● **What is expected**: Replace "innermost point" with "deepest interior point" throughout the entries below, keeping everything else the same. Leave the pictures out of your answer.

Begin Data provided

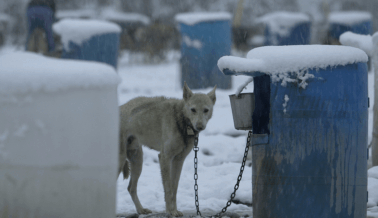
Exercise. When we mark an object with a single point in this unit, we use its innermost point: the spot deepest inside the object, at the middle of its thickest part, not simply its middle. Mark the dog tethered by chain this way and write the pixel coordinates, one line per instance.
(196, 149)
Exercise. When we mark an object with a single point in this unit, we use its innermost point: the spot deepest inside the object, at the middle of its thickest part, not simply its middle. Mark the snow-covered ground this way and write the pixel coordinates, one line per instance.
(220, 153)
(221, 147)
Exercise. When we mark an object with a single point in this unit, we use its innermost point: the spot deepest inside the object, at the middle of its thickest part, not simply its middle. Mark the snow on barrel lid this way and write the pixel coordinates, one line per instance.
(349, 17)
(287, 19)
(110, 14)
(25, 72)
(79, 30)
(197, 17)
(292, 58)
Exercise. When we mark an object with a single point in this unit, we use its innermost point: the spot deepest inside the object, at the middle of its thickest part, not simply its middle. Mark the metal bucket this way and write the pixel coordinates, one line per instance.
(242, 109)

End Data provided

● **Answer to this problem**:
Exercise. When we mark an object with a single point in this unit, we use its deepest interior point: the spot deepest inside the object, at the middle of its thickest part, not simply its middle. Mark the dog tethered by chain this way and write the pixel coordinates, one line per instance.
(196, 149)
Exercise. When we mark an object with a single point in this unit, we use its deepest interior point: the spot deepest inside the object, at the middle of its thickest part, not simply its middle. Mark the snow-covered ground this way and write the pixel coordinates, one line per instance.
(220, 153)
(221, 147)
Exercise. When we mark an object with a single point in this unit, we use its deepest interior point: the spot deepest inside the object, at the middle of its thickest part, not simply its middle. Mark the snow on barrel lid this way and write the pixel coordinates, one line per instance.
(349, 17)
(287, 19)
(110, 14)
(25, 72)
(79, 30)
(197, 17)
(292, 58)
Exercise. When we mark an object with a single point in this unit, we use its deepest interior point: the spot deepest inside the object, at the middle of its thickest part, not simply its middle. Mark the metal bucket this way and write the pixel coordinates, one line per instance.
(242, 109)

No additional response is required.